-------- EXERCISE TEXT --------

US20060214251A1

US20060214251A1 - Photodiodes with anti-reflection coating

Info

Publication number: US20060214251A1
Application number: US11/378,843
Authority: US
Inventors: Perumal Ratnam; Dong Zheng
Original assignee: Intersil Americas LLC
Current assignee: Intersil Americas LLC
Priority date: 2005-03-18
Filing date: 2006-03-17
Publication date: 2006-09-28
Also published as: TW200701524A; CN1855556A

Abstract

A method of forming efficient photodiodes includes the steps of providing a substrate having a p-surface region on at least a portion thereof, implanting a shallow n-type surface layer into the surface region, and forming a multilayer first anti-reflective (AR) coating on the n-type surface layer. The surface layer is preferably an As or Sb surface layer. The forming the AR step include the steps of depositing or forming a thin oxide layer having a thickness of between 1.5 nm and 8 nm on the shallow surface layer, and depositing a second dielectric different from the thin oxide layer on the thin oxide layer, such as a silicon nitride layer.

Description

CROSS-REFERENCE TO RELATED APPLICATIONS

This application claims the benefit of Provisional Application No. 60/663,239 filed on Mar. 18, 2005, which is incorporated by reference in its entirety in the present application.

FIELD OF THE INVENTION

The invention generally relates to photodiodes, and more particularly to semiconductor photodiodes that have at least one anti-reflective layer, and a process for its fabrication to form integrated circuit devices that include photodiodes.

-------- ENTRIES PROVIDED --------

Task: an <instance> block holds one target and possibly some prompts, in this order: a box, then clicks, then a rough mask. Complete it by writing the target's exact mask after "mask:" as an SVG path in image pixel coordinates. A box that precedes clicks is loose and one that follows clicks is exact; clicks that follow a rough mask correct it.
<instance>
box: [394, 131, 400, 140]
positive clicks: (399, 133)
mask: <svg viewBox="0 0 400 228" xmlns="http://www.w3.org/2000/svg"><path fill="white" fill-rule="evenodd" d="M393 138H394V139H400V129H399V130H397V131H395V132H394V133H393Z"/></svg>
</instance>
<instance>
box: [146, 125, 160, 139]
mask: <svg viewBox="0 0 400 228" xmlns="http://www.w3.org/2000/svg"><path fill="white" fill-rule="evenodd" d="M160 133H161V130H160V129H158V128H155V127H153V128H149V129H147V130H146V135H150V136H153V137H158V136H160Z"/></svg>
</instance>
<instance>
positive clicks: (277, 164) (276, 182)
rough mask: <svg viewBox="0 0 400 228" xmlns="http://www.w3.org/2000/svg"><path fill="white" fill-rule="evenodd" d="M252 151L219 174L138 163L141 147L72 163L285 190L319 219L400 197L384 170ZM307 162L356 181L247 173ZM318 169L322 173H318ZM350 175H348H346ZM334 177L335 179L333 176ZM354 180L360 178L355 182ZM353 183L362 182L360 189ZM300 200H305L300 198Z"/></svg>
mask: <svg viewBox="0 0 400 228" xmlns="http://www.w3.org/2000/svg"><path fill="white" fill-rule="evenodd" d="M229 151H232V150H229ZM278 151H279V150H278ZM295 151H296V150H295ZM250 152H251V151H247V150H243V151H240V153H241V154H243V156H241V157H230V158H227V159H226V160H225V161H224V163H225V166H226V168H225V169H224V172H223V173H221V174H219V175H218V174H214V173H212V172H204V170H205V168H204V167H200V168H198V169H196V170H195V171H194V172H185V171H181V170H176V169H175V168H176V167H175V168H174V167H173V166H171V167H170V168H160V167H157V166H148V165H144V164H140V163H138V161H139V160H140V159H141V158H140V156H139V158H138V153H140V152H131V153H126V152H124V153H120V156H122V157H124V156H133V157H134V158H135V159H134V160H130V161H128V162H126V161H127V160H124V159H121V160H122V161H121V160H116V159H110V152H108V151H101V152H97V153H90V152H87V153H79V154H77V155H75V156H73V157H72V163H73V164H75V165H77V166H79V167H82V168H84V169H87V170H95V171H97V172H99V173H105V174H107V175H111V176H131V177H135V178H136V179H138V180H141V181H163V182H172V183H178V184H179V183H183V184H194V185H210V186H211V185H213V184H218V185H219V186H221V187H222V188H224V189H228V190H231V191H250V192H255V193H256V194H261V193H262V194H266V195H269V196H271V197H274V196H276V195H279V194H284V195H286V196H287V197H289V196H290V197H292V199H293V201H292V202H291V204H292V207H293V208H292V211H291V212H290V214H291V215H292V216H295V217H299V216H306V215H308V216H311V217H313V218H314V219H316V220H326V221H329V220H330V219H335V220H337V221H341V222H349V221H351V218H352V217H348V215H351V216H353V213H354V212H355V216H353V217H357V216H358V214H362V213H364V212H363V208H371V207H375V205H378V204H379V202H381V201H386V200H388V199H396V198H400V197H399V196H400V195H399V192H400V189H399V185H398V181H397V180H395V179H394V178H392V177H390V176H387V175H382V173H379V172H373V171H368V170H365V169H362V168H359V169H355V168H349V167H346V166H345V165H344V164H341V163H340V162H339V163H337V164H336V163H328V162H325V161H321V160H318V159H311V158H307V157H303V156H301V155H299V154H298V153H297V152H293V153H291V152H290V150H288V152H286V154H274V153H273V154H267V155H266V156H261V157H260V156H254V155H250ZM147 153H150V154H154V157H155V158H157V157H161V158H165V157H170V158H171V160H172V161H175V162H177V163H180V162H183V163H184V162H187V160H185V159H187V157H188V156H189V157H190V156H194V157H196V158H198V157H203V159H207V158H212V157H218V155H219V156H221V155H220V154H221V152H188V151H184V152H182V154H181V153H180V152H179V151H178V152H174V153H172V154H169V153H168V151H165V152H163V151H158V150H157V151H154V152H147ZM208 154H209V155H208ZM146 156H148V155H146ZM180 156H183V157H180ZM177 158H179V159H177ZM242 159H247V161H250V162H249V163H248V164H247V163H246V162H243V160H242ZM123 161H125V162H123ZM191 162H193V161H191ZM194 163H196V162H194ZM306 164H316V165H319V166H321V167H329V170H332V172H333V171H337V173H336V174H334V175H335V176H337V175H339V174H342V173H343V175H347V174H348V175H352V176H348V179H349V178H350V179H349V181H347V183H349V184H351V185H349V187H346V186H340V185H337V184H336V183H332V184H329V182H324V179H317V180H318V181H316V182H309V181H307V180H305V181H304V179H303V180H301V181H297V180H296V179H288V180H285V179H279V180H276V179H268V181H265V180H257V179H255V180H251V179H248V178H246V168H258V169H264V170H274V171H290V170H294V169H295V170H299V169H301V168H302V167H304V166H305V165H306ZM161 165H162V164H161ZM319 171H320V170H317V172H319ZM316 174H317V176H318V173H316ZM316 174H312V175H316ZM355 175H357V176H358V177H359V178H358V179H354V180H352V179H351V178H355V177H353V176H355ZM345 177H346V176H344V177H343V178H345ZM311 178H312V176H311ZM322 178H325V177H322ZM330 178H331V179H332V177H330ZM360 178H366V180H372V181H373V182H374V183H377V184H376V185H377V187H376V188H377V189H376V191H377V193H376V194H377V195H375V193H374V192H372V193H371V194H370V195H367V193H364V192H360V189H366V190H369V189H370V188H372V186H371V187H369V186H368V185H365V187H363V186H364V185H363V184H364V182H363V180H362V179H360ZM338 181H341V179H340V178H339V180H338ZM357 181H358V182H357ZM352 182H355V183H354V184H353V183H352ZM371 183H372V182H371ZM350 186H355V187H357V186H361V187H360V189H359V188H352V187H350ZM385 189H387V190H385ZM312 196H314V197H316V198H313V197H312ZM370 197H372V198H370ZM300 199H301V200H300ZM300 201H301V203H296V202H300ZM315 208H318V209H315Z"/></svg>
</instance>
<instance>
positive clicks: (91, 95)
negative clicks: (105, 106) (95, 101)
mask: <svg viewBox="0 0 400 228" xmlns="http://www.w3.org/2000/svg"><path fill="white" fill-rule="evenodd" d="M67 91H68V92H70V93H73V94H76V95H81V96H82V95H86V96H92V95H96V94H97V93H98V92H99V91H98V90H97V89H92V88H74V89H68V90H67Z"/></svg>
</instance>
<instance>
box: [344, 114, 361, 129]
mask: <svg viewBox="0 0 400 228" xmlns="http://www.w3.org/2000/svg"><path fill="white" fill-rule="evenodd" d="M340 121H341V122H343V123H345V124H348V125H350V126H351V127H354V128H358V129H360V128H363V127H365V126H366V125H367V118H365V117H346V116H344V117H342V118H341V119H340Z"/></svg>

--------
-------- ENTRIES PROVIDED --------

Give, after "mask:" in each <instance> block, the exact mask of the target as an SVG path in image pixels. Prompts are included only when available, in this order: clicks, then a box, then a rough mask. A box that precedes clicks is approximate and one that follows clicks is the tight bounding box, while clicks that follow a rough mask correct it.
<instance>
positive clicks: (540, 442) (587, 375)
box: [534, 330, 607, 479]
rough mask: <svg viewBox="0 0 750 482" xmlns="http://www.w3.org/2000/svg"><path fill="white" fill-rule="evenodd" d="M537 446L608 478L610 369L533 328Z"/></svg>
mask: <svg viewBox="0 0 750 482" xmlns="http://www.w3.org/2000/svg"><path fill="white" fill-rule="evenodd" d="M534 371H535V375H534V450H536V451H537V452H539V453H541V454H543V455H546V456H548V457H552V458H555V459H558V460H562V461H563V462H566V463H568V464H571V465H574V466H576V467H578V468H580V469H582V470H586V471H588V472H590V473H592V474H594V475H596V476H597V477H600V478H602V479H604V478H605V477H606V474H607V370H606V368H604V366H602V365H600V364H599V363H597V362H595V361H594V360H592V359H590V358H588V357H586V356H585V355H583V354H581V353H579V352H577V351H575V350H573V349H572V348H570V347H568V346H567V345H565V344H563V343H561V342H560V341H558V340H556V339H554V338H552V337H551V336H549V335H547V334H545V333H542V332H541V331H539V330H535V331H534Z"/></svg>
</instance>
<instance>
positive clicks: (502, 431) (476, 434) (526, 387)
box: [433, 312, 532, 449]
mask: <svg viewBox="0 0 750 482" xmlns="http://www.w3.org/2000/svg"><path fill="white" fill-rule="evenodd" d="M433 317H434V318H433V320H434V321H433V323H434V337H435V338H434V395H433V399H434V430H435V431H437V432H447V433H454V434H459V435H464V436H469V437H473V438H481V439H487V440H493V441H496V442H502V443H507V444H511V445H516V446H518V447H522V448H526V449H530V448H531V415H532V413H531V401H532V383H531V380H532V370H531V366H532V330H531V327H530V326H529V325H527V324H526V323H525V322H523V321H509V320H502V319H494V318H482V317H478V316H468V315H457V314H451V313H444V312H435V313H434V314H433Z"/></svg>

--------

In the patent text, please turn the paragraph beginning "A method of forming efficient photodiodes" into a short list that keeps its main facts. The records are unrelated to the patent text.

Method of forming efficient photodiodes:
- Provide a substrate with a p-surface region on at least part of it.
- Implant a shallow n-type surface layer, preferably As or Sb, into that surface region.
- Form a multilayer first anti-reflective (AR) coating on the n-type surface layer by:
  - depositing or forming a thin oxide layer, 1.5 nm to 8 nm thick, on the shallow surface layer
  - depositing a second dielectric that differs from the thin oxide, such as silicon nitride, on that oxide layer